Directions for this task: Determine how many lines below contain the string "vegetation" and give that number without anything else.

Available data:
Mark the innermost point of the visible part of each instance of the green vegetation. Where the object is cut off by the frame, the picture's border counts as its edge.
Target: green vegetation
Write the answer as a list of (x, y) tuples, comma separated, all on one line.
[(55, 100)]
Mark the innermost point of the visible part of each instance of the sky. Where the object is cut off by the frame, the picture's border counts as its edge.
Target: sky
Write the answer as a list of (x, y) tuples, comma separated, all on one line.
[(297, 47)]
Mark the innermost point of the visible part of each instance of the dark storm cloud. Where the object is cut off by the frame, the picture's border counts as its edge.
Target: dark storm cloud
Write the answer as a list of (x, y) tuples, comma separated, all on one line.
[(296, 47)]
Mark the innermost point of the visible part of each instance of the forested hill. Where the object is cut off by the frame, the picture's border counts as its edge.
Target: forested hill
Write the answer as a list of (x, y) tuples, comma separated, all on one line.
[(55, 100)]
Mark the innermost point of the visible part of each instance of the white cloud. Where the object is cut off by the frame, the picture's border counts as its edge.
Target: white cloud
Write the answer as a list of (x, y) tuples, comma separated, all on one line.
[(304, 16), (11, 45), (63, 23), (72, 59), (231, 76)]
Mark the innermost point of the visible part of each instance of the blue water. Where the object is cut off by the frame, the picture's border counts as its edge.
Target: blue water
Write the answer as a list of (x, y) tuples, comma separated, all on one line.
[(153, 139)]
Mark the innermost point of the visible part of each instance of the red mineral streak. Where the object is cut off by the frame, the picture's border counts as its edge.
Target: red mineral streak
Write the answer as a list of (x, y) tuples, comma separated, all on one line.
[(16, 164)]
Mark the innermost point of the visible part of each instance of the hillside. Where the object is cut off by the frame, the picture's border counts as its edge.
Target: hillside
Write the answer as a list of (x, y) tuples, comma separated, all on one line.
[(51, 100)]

Output for this task: 2